Constitutional legislative body in Malta

The Parliament of Malta (Il-Parlament ta' Malta) is the constitutional legislative body in Malta, located in Valletta. The parliament is unicameral, with a democratically elected House of Representatives and the president of Malta. By constitutional law, all government ministers, including the prime minister, must be members of the House of Representatives.

Between 1921 and 1933 the Parliament was bicameral, consisting of a Senate (Senat) as well as a Legislative Assembly (Assemblea Leġiżlattiva).

==House of Representatives of Malta==
The House of Representatives (Kamra tad-Deputati) is the unicameral legislature of Malta and a component of the Parliament of Malta. The House is presided over by the Speaker of the House. The President of Malta is appointed for a five-year term by a resolution of the House.

===Composition===
The House is composed of an odd number of members elected for one legislative term of five years. Five members are returned from each of thirteen electoral districts using the single transferable vote electoral system, but additional members are elected in cases of dis-proportionality. Since 2022, 12 extra seats are provided to female candidates, as long as they fail to make up 40% of the elected members, leading to a total of 79 MPs after the 2022 election.

- **Problems and tasks**:
1. Edit the passage on the Parliament of Malta, starting at "The Parliament of Malta (Il-Parlament" and ending at "Assembly (Assemblea Leġiżlattiva).", and replace "Senate" with "Upper House".
2. State whether each statement agrees with the passage on the Parliament of Malta, and answer yes or no with the deciding words quoted from it: (a) The Parliament was bicameral between 1921 and 1933. (b) The President of Malta is elected directly by voters for a five-year term. (c) Seven members are returned from each electoral district.
3. In the passage on the Parliament of Malta, recast the paragraph beginning "The House is composed" as a list that keeps its main facts.

- **Provided information**:

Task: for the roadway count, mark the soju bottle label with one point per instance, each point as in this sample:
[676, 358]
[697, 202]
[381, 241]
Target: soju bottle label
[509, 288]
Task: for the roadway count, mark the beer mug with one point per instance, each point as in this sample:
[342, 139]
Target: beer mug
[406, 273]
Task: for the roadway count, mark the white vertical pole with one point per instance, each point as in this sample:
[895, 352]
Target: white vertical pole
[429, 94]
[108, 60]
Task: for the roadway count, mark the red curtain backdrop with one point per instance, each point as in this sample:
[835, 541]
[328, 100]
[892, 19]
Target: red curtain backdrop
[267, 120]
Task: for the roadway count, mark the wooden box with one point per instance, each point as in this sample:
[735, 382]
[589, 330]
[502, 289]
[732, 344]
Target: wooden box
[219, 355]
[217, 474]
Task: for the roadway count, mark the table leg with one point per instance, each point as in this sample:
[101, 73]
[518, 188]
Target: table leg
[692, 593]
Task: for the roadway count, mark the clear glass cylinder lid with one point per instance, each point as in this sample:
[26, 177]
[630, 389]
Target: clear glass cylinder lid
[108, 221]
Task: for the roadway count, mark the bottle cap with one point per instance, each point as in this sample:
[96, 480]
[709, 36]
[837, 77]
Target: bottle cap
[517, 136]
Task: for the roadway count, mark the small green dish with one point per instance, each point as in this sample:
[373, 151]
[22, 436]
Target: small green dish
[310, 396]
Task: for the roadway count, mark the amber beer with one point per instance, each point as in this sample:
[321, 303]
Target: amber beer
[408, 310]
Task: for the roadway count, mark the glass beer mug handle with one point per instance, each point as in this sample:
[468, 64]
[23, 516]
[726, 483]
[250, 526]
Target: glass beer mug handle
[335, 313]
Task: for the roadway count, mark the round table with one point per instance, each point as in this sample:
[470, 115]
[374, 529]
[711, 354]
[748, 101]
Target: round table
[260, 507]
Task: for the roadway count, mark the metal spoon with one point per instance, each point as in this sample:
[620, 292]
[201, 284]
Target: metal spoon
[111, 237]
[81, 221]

- **Exercise results**:
1.
The Parliament of Malta (Il-Parlament ta' Malta) is the constitutional legislative body in Malta, located in Valletta. The parliament is unicameral, with a democratically elected House of Representatives and the president of Malta. By constitutional law, all government ministers, including the prime minister, must be members of the House of Representatives.

Between 1921 and 1933 the Parliament was bicameral, consisting of a Upper House (Senat) as well as a Legislative Assembly (Assemblea Leġiżlattiva).

2.
(a) Yes: "Between 1921 and 1933 the Parliament was bicameral"
(b) No: "The President of Malta is appointed for a five-year term by a resolution of the House."
(c) No: "Five members are returned from each of thirteen electoral districts"

3.
- The House has an odd number of members, elected for a five-year legislative term.
- Five members are returned from each of thirteen electoral districts by single transferable vote.
- Additional members are elected in cases of dis-proportionality.
- Since 2022, 12 extra seats go to female candidates as long as women make up less than 40% of elected members.
- The 2022 election produced a total of 79 MPs.